▸ **Work to do**: Using the forum post below, mark each statement yes or no and quote the words of the post that settle it. 1. The planned server will use the Gnutella protocol for node discovery. 2. HEP Messaging Server has inspired the project in both concept and code. 3. A user's module placed in a specified folder will be imported and run automatically.

▸ **Source excerpt**:
Thanks for the code, and even though I've commented it abit already I'll try
to get a better look at it and test some things later tonight. Hopefully
some of my comments has cleared things up too.

If anybody's interested this is what I'm trying to develop; a webserver for
blogging, image-galleries, messaging ( perhaps with interfaces to IRC and
jabber, hopefully ICQ too), news aggregator/syndication and distributed/p2p
content exchange ( not just filesharing, more like creating a virtual
cluster of webservers and get some communication going between them so they
can discover new nodes and query nodes for information ). It's a crossover
between Radio.Userland/MovableType and Gnutella ( I won't use the
gnutella-protocoll, just let the server use FOAF-files, which can contain
info about other nodes, which can provide a FOAF-file etc. and base
node-discovery on information in FOAF-files. ) HEP Messaging Server is
somewhat similar and has been one source of inspiration so far, both in
concept and code.

One of the tasks I have to do is fetch RDF/RSS files for syndication. But I
want to make a dynamic system where a user can just subclass/implement a
specified class/interface and put his module into a specified folder and it
will automatically be imported and run from the server.

Ok, this was a terrible mess of info, but hopefully it makes some sense. Any
comments, hints, ideas etc. would be very appreciated.

Thomas

▸ **Supplied material**:
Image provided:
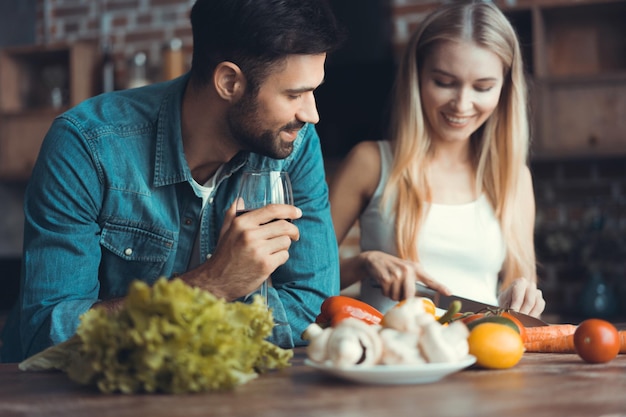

▸ **Output for this exercise**:
1. No: "I won't use the gnutella-protocoll"
2. Yes: "has been one source of inspiration so far, both in concept and code"
3. Yes: "put his module into a specified folder and it will automatically be imported and run from the server"